━━━ EXERCISE INPUTS ━━━
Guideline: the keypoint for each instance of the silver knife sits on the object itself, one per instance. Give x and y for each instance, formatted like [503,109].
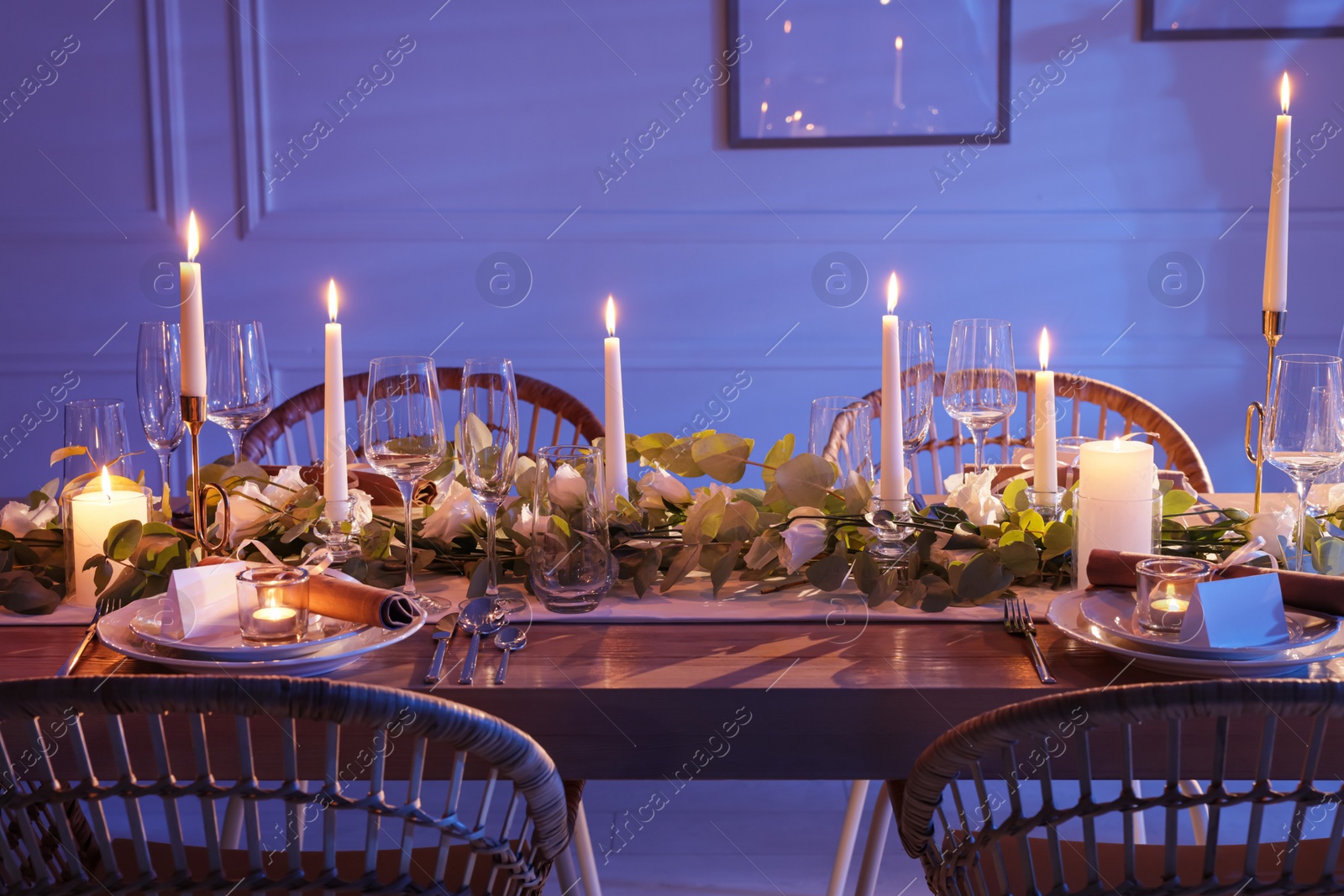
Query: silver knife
[444,631]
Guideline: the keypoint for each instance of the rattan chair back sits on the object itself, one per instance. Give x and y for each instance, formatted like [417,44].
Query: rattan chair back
[96,766]
[548,414]
[1045,797]
[1117,412]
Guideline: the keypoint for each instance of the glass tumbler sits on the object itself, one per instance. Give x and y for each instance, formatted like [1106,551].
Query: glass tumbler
[570,563]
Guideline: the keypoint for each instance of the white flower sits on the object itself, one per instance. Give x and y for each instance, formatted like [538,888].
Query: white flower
[1274,527]
[19,520]
[568,488]
[362,506]
[803,540]
[972,493]
[454,512]
[658,485]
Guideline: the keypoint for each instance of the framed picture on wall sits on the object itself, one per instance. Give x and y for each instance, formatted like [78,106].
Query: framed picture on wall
[1241,20]
[819,73]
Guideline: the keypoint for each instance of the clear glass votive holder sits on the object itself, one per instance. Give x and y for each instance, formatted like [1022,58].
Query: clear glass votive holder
[1046,501]
[1166,587]
[339,530]
[273,604]
[890,521]
[570,563]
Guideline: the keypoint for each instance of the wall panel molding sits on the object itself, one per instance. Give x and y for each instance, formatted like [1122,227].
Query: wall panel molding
[250,112]
[167,110]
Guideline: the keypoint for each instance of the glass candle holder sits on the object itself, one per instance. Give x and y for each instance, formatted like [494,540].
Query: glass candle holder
[273,604]
[87,517]
[1166,589]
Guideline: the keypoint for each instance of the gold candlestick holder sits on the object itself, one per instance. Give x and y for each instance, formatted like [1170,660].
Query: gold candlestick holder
[1272,324]
[194,416]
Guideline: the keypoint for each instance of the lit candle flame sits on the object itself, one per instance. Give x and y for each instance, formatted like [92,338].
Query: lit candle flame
[192,238]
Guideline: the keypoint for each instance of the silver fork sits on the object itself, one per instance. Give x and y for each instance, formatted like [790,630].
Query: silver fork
[1018,621]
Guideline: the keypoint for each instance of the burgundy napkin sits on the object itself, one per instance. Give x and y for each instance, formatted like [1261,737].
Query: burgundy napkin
[1307,590]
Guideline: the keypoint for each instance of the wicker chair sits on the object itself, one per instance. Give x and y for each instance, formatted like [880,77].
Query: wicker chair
[279,426]
[168,750]
[1042,797]
[1133,411]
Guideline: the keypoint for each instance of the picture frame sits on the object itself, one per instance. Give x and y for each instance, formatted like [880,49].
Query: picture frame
[944,78]
[1242,20]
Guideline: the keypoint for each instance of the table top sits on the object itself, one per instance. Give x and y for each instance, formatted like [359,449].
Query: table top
[642,701]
━━━
WHAT YOU SHOULD DO
Please express the material above as a JSON list of strings, one string per line with blank lines omitted. Begin at the line that contains "Guideline: the keypoint for each instance of the burgundy" and stop after the last line of the material.

EXERCISE SOLUTION
[
  "Guideline: the keypoint for each instance of the burgundy napkin sits on the object itself, one per instance. Give x and y for each instance, formatted like [1261,737].",
  "Query: burgundy napkin",
  "[1307,590]",
  "Guideline: the keypoint for each instance of the wicker chair sits on the object itself, one per instance. Give x and y for each instance, formatted like [880,77].",
  "Query: wicker chair",
  "[279,426]",
  "[168,750]",
  "[1042,797]",
  "[1133,411]",
  "Guideline: the keypoint for each instance of the picture frame sits on the object itself, one per instance. Give x and y for each instance, formatted like [880,49].",
  "Query: picture frame",
  "[944,78]",
  "[1242,20]",
  "Guideline: the keypoint for each instance of the table top sits on the object itself, one per instance. Give x and y for each instance, formatted like [359,449].",
  "Query: table top",
  "[642,701]"
]